● 課題
下の抜粋にある「いずれにしても、結果が注目される「壮大な社会実験」です。」から「き、ある若者が叫んだ言葉だ。」までの部分を、一字一句変えずに書き写してください。

═══ 抜粋

問題点もベーシックインカムの議論と同じで、労働意欲を阻害することにならないか、財源をどうするのか・・・というあたりでしょう。

いずれにしても、結果が注目される「壮大な社会実験」です。

【根底に格差・競争社会】
ただ、おそらく「引きこもり」の根源は韓国の格差社会・競争社会にあるようにも思えますので、そこが変わらないと・・・という感も。

前政権時代のかなり古い記事ですが、たまたま目についたので。事情は今も同じでしょう。

****なぜ韓国の若者は失業に苦しみ続けるのか****
自殺するために勉強したんじゃない――。2016年12月、韓国の首都ソウルで朴槿恵(パク・クネ)前政権を糾弾する反政府デモを取材したとき、ある若者が叫んだ言葉だ。

韓国の自殺率はOECD加盟国のなかで最も高いが、2011年以降は政府の対策などもあってか全体としては減少傾向にある。ただ20代は例外で、今年の自殺予防白書でも前年と比べて唯一減少しなかった世代と指摘されている。

══════
═══ データ項目

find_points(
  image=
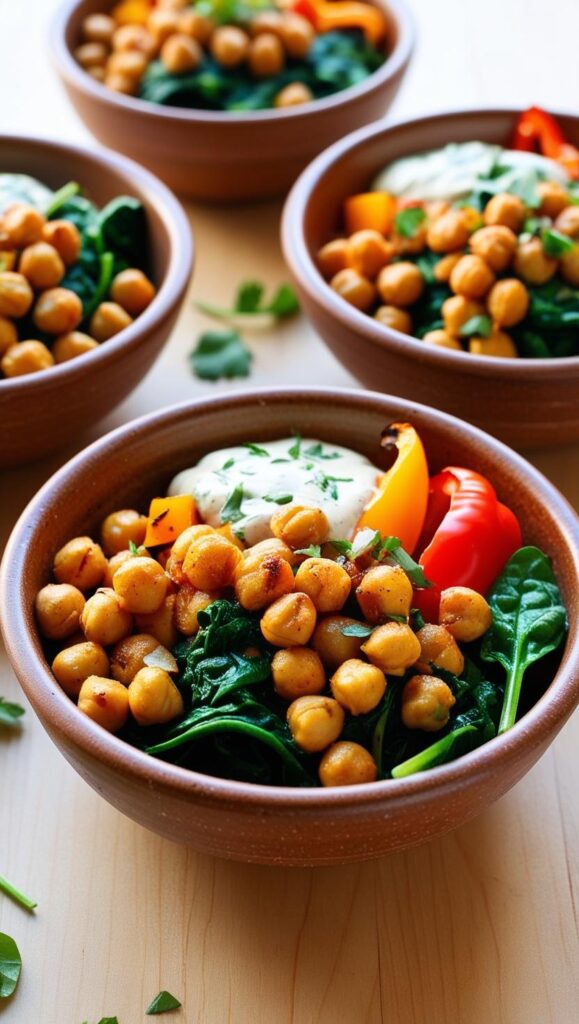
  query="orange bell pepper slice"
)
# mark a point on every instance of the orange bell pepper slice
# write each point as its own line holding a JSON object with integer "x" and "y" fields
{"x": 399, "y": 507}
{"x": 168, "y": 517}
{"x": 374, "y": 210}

══════
═══ データ項目

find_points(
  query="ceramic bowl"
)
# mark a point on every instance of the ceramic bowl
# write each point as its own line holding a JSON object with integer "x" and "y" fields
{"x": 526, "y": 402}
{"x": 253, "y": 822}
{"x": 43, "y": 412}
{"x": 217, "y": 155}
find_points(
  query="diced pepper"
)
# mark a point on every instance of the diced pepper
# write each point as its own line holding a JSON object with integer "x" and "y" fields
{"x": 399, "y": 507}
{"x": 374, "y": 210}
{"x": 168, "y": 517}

══════
═══ データ項目

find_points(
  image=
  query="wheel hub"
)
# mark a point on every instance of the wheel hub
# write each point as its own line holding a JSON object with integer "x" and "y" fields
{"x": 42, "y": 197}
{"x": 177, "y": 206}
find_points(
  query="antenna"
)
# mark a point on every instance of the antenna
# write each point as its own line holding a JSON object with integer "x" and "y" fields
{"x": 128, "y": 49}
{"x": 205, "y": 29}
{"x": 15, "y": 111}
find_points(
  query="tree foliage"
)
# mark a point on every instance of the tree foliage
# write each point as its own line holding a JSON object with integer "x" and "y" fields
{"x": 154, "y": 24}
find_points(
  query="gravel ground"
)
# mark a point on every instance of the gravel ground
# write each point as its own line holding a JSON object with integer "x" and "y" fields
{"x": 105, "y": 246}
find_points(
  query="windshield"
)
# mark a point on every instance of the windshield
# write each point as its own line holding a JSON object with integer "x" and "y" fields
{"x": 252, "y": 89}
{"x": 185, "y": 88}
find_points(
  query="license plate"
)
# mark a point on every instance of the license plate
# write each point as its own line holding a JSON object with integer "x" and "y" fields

══════

● 解答
いずれにしても、結果が注目される「壮大な社会実験」です。

【根底に格差・競争社会】
ただ、おそらく「引きこもり」の根源は韓国の格差社会・競争社会にあるようにも思えますので、そこが変わらないと・・・という感も。

前政権時代のかなり古い記事ですが、たまたま目についたので。事情は今も同じでしょう。

****なぜ韓国の若者は失業に苦しみ続けるのか****
自殺するために勉強したんじゃない――。2016年12月、韓国の首都ソウルで朴槿恵(パク・クネ)前政権を糾弾する反政府デモを取材したとき、ある若者が叫んだ言葉だ。